== Request ==
Set down the line that contains "Practice. Find the foliage" and every line after it to the end of the entries, exactly as they stand and nothing more.

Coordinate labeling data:
--------------------

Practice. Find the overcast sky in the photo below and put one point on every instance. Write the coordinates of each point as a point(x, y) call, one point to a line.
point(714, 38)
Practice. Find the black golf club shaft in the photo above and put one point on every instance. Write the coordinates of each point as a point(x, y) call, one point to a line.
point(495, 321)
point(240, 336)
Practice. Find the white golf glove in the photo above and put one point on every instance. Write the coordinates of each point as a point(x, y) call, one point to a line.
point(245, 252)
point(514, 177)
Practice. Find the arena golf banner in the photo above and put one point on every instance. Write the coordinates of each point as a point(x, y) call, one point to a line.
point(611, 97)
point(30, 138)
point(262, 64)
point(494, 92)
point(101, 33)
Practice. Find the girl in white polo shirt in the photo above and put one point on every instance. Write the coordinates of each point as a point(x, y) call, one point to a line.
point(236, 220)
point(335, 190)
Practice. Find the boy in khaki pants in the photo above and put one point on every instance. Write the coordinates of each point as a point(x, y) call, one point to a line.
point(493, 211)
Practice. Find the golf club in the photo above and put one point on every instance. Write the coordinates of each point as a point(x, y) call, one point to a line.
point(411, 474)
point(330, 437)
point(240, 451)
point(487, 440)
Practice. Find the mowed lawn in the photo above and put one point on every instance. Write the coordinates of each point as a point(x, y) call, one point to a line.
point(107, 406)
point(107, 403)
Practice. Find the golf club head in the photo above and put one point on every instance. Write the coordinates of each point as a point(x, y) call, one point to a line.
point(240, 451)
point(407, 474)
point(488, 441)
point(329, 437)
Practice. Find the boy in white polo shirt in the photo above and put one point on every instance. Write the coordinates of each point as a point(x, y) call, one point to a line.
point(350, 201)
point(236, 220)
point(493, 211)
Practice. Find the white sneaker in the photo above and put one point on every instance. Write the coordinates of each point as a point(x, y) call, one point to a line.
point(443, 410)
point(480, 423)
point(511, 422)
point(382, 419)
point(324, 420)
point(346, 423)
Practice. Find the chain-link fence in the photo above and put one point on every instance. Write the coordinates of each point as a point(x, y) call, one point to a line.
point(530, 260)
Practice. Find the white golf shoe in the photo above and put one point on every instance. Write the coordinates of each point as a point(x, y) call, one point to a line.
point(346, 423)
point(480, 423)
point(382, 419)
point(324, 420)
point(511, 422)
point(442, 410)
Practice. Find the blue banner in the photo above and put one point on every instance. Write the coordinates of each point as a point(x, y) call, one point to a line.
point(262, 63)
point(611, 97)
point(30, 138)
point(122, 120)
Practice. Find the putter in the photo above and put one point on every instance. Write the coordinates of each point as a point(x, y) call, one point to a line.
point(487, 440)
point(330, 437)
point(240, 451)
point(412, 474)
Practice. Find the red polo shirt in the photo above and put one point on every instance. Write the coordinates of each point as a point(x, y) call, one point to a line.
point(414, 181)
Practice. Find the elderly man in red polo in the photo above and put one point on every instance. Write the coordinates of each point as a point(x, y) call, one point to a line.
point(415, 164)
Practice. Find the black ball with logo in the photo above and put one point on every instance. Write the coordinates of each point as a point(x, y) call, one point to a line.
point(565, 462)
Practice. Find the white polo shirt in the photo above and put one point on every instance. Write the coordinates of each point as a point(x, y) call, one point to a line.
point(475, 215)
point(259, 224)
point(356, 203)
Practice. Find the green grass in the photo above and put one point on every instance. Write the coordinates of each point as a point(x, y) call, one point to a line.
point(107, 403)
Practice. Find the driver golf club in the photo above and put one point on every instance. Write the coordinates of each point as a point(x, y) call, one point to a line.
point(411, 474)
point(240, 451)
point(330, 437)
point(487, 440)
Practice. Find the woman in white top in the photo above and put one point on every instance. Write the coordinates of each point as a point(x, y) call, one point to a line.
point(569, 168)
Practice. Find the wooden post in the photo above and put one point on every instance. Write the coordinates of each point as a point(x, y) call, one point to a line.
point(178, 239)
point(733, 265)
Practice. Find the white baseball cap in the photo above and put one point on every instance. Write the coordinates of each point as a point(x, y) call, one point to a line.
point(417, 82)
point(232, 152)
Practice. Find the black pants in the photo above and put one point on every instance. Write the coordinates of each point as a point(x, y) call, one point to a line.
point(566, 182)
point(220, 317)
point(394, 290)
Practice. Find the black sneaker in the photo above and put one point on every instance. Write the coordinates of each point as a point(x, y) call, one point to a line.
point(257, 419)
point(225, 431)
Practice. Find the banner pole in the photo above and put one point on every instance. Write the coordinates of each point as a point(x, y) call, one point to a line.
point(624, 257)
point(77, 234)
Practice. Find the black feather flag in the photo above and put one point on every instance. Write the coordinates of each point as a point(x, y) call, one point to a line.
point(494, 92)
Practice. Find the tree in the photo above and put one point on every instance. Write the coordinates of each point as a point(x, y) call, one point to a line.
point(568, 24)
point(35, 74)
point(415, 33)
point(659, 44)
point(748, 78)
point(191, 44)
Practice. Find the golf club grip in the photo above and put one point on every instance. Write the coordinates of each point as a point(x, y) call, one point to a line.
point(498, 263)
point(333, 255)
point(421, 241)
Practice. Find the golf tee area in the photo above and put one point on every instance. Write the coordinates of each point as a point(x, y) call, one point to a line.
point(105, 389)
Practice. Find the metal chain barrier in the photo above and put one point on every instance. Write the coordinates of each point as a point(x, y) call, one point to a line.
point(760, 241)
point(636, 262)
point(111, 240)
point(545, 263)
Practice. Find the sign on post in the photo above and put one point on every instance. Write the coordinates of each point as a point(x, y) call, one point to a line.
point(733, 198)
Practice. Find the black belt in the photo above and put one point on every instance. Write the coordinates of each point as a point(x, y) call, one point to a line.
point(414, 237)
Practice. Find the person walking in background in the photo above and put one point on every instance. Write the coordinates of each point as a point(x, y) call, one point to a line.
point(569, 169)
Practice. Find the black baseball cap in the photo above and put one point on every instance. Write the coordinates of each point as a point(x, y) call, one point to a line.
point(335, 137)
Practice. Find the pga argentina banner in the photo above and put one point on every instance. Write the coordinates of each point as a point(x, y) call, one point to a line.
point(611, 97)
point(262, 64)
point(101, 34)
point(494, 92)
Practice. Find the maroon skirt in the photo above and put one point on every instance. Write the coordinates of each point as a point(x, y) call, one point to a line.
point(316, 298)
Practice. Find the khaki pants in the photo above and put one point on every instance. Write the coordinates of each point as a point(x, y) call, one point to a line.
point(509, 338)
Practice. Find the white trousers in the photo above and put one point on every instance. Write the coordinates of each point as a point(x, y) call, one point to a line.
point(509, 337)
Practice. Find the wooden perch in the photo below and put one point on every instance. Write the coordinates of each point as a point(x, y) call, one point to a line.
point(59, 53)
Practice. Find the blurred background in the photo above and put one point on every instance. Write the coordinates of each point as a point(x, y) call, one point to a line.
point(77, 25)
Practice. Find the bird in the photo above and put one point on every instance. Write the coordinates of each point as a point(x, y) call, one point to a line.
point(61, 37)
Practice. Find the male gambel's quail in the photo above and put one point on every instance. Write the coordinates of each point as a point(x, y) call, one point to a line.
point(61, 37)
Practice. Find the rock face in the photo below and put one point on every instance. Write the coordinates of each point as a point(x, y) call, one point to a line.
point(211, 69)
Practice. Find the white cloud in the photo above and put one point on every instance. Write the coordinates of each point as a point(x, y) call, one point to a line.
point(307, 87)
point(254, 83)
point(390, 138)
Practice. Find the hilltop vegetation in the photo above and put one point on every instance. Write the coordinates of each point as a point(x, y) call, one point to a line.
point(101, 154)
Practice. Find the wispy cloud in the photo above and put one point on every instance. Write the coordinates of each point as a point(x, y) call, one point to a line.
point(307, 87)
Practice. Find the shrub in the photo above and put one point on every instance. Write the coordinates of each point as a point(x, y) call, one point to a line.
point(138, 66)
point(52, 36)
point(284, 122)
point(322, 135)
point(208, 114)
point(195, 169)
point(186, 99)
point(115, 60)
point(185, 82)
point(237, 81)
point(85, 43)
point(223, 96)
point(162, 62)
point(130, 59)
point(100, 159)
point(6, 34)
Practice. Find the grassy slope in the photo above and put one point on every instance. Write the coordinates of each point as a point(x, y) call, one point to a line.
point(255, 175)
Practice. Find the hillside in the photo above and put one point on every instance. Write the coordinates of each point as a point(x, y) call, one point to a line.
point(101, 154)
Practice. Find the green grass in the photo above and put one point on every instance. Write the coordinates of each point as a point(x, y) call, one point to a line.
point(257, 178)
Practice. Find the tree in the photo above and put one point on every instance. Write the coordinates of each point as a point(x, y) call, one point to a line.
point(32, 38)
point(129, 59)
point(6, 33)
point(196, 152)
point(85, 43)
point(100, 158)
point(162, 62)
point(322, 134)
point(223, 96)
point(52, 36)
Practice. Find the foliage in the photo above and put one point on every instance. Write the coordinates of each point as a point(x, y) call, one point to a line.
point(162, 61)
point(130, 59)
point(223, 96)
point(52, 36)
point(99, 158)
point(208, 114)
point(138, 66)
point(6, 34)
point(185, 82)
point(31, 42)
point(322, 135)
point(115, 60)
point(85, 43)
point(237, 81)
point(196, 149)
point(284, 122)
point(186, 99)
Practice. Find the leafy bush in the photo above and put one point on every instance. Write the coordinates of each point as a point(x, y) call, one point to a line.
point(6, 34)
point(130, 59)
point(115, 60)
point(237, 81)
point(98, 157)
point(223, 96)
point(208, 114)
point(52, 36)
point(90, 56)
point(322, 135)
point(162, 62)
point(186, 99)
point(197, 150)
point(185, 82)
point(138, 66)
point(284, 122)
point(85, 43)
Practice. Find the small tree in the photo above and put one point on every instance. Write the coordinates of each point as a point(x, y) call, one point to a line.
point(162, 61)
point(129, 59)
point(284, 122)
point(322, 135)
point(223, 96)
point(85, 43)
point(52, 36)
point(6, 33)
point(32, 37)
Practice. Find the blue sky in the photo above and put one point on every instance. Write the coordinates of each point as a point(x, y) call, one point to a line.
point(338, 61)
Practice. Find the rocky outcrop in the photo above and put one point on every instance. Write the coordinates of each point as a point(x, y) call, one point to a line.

--------------------

== Completed exercise ==
Practice. Find the foliage in the photo above and put one point on every instance. Write the coordinates of each point as a point(x, y) call, one point to a line.
point(162, 61)
point(130, 59)
point(223, 96)
point(52, 36)
point(99, 158)
point(208, 114)
point(138, 66)
point(6, 34)
point(185, 82)
point(31, 42)
point(322, 135)
point(115, 60)
point(85, 43)
point(237, 81)
point(196, 149)
point(284, 122)
point(186, 99)
Practice. Find the leafy bush in the photo above and put one point on every instance. Write the coordinates of each point as a point(x, y) call, one point to a line.
point(6, 34)
point(130, 59)
point(115, 60)
point(237, 81)
point(98, 157)
point(223, 96)
point(208, 114)
point(52, 36)
point(90, 56)
point(322, 135)
point(162, 62)
point(186, 99)
point(197, 150)
point(185, 82)
point(138, 66)
point(284, 122)
point(85, 43)
Practice. Find the small tree in the photo above and put one point on every instance. Write the coordinates of each point as a point(x, y) call, one point to a line.
point(162, 61)
point(129, 59)
point(284, 122)
point(322, 135)
point(223, 96)
point(85, 43)
point(52, 36)
point(6, 33)
point(32, 37)
Practice. Find the blue sky in the photo above and put one point on every instance. Write the coordinates of each point as a point(x, y) call, one point to a line.
point(338, 61)
Practice. Find the rocky outcrop in the photo above and put one point on every instance. Write the coordinates of each point as a point(x, y) call, one point to a line.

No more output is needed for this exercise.